SUPPLIED TEXT
----

Friday, October 9, 2015

How Did I Get Here?

How Did I Get Here?

I don't know why, but I am feeling a bit nostalgic. Maybe it is texting a good friend I haven't seen awhile today, or maybe looking through some old photographs in albums I had on Facebook. Maybe it is just in the air. I look at myself now and sometimes, I don't even recognize the person I am. Not in a bad way or maybe not even in a good way. This guy is just different. Today, I had to venture into New York City for an opportunity to sit with Fox News for an interview regarding education in the city of Newark and how the ParentPower Movement came about. Me...Fox News? HOLY CRAP! When I initially got the call several weeks ago and heard on our voicemail that they wanted to speak with me I have to admit, I was a little skeptical in returning the call. It's not like Fox News and I really have that much in common. Especially, when it comes to political views. I did and I was even more surprised when they asked me to come in and do an interview in their studios. I wasn't going to do it but I asked my friends Julia and Susan what they thought and my concerns for it being Fox and both said to do it and that would be a great experience for me to have. Both equally said to stick to my guns and don't let them twist my words around or go down avenues I didn't feel comfortable going. After speaking to Julia and Susan, I contacted the producer and agreed to come in. So today, I hoped on the PATH, headed across the river into Manhattan and walked down the streets of Time Square pretty much a new person and a new type of Dad!

I got to Fox Studio and was greeted by the producer who arranged the interview. There was a signing in and badge process. Many large bodied guards! All around me were signs of faces from the Fox News teams and People like Hannity and the likes. I WAS TOTALLY A FISH OUT OF WATER! I flet as if I were behind enemy lines!  I was able to peak into some of the studios that were being used as we walked down the halls. " I'll get you into hair and make up!" he said and I instantly got nervous! I was brought to a small make up room with 4 chairs, 3 make up artists and TONS of make up supplies. As I sat in the chair I wondered to myself HOW DID I GET HERE? My nerves rattled a bit. It hit me like a ton of bricks that I just an average everyday dad, was sitting in a hair and make up chair at Fox News. The make up artist introduced herself and to be completely honest I was so focused on remaining calm that I completely forgot her name. she asked me what brought me to the studios today . I am almost positive she had to repeat herself because I was in a different world. part nervous and part thinking who else has sat in this very make up chair? I am a total movie and TV buff and being in front of the camera has always been a dream of mine.  I snapped back in to the tone of her voice and told that I was there to tape an education segment about Education in the city of Newark and about a parent organization I am a co-founder for.  She told me that she was from NJ and again I completely forget where. That loosened me up more. As she dabbed and blotted make up on my face (which is a very strange experience in itself)  and fixed my hair, I told her that I was a pro Traditional public school parent and how my family have all graduated from Oliver Street School. She told me that she as well strongly supported traditional public schools in our state and how it was a shame what was going on.

----

DATA RECORDS
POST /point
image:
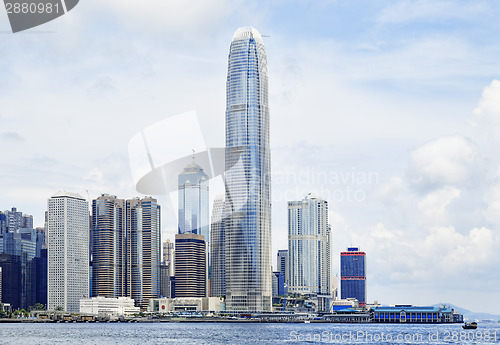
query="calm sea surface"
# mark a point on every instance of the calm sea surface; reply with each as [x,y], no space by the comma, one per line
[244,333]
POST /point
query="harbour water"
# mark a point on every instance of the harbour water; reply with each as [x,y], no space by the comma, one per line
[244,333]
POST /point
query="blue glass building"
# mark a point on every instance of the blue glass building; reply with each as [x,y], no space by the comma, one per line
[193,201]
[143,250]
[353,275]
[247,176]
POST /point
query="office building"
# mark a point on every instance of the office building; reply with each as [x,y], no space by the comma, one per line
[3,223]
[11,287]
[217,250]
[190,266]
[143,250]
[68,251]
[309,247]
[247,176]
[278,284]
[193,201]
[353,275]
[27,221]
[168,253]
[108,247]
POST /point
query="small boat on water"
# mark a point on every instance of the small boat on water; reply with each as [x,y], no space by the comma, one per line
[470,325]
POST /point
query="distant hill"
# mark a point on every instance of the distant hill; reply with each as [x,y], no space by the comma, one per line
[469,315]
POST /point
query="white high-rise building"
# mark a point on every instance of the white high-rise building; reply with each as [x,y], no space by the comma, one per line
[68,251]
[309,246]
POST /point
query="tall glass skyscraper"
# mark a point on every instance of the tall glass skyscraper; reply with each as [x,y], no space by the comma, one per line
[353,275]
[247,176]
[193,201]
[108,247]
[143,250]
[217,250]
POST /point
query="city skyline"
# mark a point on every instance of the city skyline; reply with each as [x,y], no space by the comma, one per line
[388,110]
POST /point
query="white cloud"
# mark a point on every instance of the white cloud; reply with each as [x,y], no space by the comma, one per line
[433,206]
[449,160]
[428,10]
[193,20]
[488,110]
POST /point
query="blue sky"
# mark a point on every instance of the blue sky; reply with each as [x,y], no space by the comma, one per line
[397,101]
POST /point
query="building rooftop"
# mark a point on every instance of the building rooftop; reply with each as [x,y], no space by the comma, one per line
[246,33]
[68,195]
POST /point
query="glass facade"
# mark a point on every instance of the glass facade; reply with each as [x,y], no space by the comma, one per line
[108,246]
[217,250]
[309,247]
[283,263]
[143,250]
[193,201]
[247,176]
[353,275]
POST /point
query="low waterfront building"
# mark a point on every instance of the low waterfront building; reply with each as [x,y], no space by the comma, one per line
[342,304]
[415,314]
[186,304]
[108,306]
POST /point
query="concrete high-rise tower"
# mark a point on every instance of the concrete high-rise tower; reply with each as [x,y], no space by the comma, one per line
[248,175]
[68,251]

----

REQUESTS
1. Answer these questions about the Fox News interview post:
(a) Which two friends did the writer ask for advice before agreeing to the interview?
(b) What did the writer take to cross the river into Manhattan?
(c) How many chairs were in the make up room?
2. Write a continuation of the Fox News interview post, picking up right after its final sentence.

ANSWERS FOR THIS EXERCISE
1.
(a) Julia and Susan
(b) The PATH
(c) 4

2.
She told me about her 2nd grader and the homework that she was coming home with. She said " it is impossible to help her! I feel like an idiot because I can't help my own daughter with her homework! 2nd grade homework!" I told her how she wasn't alone and as they get older it get's wore. The gentleman interviewing me was standing by the door listening to our conversation and he was puzzled as to what we meant. He obviously, had no children and experienced the format The Core has brought to the classroom and how learning practices in the classroom have changed. I responded with " Yes, 2+2=4 is not the way you get to 4 anymore!" He looked totally confused. The make-up artist from NJ just validated the reason why my butt was in that seat. The trip across the river...just got interesting! 

When hair and make up where done. we proceeded threw the corridors of Fox, I saw a couple of familiar faces from the channel. If you ask my wife, I don't get star struck or run up to people and ask for autographs and pictures. Just never was my thing. so this was no different especially when I felt every move I made was under watch. We approached a man and he introduced him self and told me he would be the camera man filming the interview. As we walked to the studio, he told me he was from Summit, NJ and had a 2 year old and a 8 year old. We discussed again how hard helping kids with home work was. How ironic, in the middle of Right Winged Fox News and I found two of my Jersey peoples. Again, validating the very reason for me being there. We entered a dimly lit sound stage filled with various sets and stage equipment. In the middle were two chairs facing each other a few fake book cases and statues. The two chairs where the only thing lit in the room. Here goes the interrogation! That's what it reminded me of. The camera man placed a mic on me, made some adjustments to some equipment. The producer sat in the chair opposite of me and made small talk telling me he actually taught for a year in Portland (I believe). One year being in kindergarten.  He also asked me how much Mayor Baraka was involved and I told him tremendously. The camera man gave the all good to go and we were ready to tape. 

He asked me questions about how Newark Parents Union started and how we evolved into the Parent Power Movement. We then went on to discussing the $100 million dollars donated by Mark Zuckerber then matched by the state. That seemed to be his primary focus. Where did I think the money went. We talked about making the playing field fair for all children. I don't want to give to much of the interview away before it airs. We wrapped the interview and the producer asked me if I would be okay with them filming some walking sequences down the street. I said that would be fine and we left the studio. I walked up and down from the corner of 48th St. to about mid block on 6th Ave and back again a few times (an awkward process) and that was the interview! We all shook hands and they thanked me for coming to do the segment. With that we said our goodbyes and I headed back down 6th Ave.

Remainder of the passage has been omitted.